§ **WHAT TO PRODUCE**: The whole listing below must be printed again exactly, images excluded.

§ **ENTRIES SHOWN**:
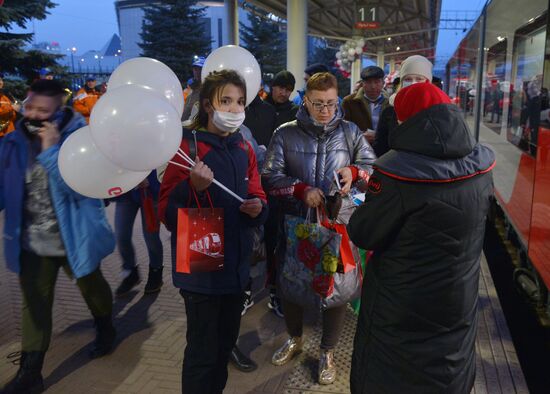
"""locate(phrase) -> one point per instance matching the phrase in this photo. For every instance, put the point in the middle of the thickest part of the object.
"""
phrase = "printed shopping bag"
(200, 239)
(311, 257)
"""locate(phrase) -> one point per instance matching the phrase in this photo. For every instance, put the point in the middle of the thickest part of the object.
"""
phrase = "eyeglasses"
(317, 106)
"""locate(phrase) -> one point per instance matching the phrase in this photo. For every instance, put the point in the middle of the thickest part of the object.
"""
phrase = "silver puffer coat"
(303, 152)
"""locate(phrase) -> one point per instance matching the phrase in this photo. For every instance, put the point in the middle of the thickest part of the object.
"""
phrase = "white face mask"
(404, 84)
(228, 121)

§ **OUTPUT**:
"""locate(phrase) -> one point per instance matching the phrase in this photo. For every instance, put the point in the middle of the thickest part of the object.
"""
phrase = "printed shopping bag"
(200, 239)
(311, 257)
"""locate(phrase) -> one point per instance matching the phrase in this photo. For every instance, put the point in the middle of the thickest part of the object.
"""
phrase = "eyeglasses"
(317, 106)
"""locate(phrase) -> one point per instance matching the phrase in this photo. For every instance, put the point in the middle of the thickest part of the object.
"""
phrase = "silver puffer coat"
(303, 152)
"""locate(phrase) -> one point per instance matching the phrase in this photo. For every instance, put the point in the middle of the thickest part of the object.
"""
phrase = "white face mask"
(404, 84)
(228, 121)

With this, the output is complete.